**About this exercise**
Transcribe the entries below exactly as they appear.

★ ★ ★ ★ ★ ★ ★

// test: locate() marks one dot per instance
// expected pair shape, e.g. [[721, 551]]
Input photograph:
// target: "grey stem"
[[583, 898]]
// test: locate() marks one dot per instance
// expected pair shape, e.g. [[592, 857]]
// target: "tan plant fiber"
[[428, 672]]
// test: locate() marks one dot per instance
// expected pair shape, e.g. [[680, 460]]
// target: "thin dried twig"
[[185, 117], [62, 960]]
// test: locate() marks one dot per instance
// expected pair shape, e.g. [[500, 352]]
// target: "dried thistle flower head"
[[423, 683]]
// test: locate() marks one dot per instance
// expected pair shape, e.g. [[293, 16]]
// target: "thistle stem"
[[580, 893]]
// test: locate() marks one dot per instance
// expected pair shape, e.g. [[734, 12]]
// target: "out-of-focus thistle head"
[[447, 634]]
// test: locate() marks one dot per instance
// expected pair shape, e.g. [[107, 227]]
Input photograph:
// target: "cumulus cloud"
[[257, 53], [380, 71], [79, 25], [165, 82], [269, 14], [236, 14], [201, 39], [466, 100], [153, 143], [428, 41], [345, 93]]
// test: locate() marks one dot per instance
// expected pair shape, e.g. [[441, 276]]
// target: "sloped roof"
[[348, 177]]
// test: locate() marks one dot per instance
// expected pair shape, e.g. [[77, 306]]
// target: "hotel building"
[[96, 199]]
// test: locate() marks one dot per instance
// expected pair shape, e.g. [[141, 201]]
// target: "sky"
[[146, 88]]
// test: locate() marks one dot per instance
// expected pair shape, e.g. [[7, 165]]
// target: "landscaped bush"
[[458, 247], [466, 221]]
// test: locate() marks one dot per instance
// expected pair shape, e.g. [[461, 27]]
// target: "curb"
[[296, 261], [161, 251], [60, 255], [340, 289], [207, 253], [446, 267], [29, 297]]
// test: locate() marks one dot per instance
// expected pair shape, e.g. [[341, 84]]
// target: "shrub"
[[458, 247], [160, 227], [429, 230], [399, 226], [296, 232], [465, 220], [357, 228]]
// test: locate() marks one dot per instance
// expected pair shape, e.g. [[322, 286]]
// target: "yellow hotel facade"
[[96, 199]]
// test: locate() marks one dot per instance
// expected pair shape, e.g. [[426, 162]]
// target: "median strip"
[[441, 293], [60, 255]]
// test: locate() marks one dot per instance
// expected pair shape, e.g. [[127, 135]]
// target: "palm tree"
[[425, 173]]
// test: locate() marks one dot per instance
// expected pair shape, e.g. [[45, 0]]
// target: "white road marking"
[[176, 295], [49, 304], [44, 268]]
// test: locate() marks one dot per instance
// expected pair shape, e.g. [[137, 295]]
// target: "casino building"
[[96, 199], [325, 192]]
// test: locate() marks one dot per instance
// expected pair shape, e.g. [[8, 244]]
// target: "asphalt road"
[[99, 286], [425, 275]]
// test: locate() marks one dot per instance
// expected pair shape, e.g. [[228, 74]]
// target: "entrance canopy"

★ ★ ★ ★ ★ ★ ★

**Solution to this exercise**
// test: locate() marks one dot per instance
// expected pair shape, e.g. [[721, 551]]
Input photograph:
// target: "grey stem"
[[583, 898]]
// test: locate() marks one dot per instance
// expected pair shape, e.g. [[592, 857]]
// target: "tan plant fiber"
[[428, 672]]
// test: locate() marks one dot per instance
// expected pair shape, e.g. [[680, 460]]
// target: "thin dried twig"
[[185, 117], [62, 960]]
// test: locate() marks one dot per instance
// expected pair shape, e.g. [[500, 352]]
// target: "dried thistle flower head"
[[423, 683]]
// test: locate() marks one dot per instance
// expected pair shape, e.g. [[293, 16]]
// target: "thistle stem"
[[580, 893]]
// test: locate() marks one dot per instance
// expected pair shape, e.g. [[734, 12]]
// target: "out-of-focus thistle head"
[[447, 634]]
// test: locate() marks one dot per instance
// expected pair shape, e.g. [[107, 227]]
Input photograph:
// target: "cumulus cloud"
[[257, 53], [380, 71], [79, 25], [165, 82], [269, 14], [236, 14], [201, 39], [466, 100], [153, 143], [428, 41], [345, 93]]
// test: locate() marks one dot per instance
// expected pair shape, e.g. [[441, 276]]
// target: "sloped roof"
[[348, 177]]
// test: locate() marks one dot per instance
// expected pair shape, e.g. [[77, 306]]
// target: "hotel building"
[[96, 199]]
// test: locate() marks one dot per instance
// expected pair shape, e.g. [[141, 201]]
// target: "sky"
[[146, 88]]
// test: locate() marks one dot per instance
// expected pair shape, e.g. [[7, 165]]
// target: "landscaped bush"
[[458, 247], [466, 221]]
// test: locate() marks one dot per instance
// expected pair shape, e.g. [[461, 27]]
// target: "curb"
[[296, 261], [161, 251], [60, 255], [340, 289], [207, 253], [446, 267], [29, 297]]
// test: locate() marks one dot per instance
// expected pair shape, e.g. [[341, 84]]
// target: "shrub"
[[458, 247], [160, 227], [429, 230], [399, 226], [296, 232], [465, 220], [357, 228]]
// test: locate() marks one dot per instance
// expected pair shape, e.g. [[322, 286]]
// target: "yellow hotel facade"
[[96, 199]]
// test: locate() marks one dot per instance
// expected pair shape, e.g. [[426, 162]]
// target: "median strip"
[[441, 293], [60, 255]]
// test: locate() marks one dot per instance
// expected pair shape, e.g. [[127, 135]]
// target: "palm tree"
[[425, 173]]
// test: locate() marks one dot per instance
// expected pair shape, e.g. [[45, 0]]
// target: "white road marking"
[[176, 295], [49, 304], [44, 268]]
// test: locate() marks one dot per instance
// expected pair shape, e.g. [[137, 295]]
// target: "casino building"
[[96, 199], [325, 192]]
// test: locate() marks one dot per instance
// expected pair shape, e.g. [[8, 244]]
// target: "asphalt road"
[[99, 286], [425, 275]]
// test: locate() marks one dot per instance
// expected pair shape, e.g. [[228, 74]]
// target: "entrance canopy"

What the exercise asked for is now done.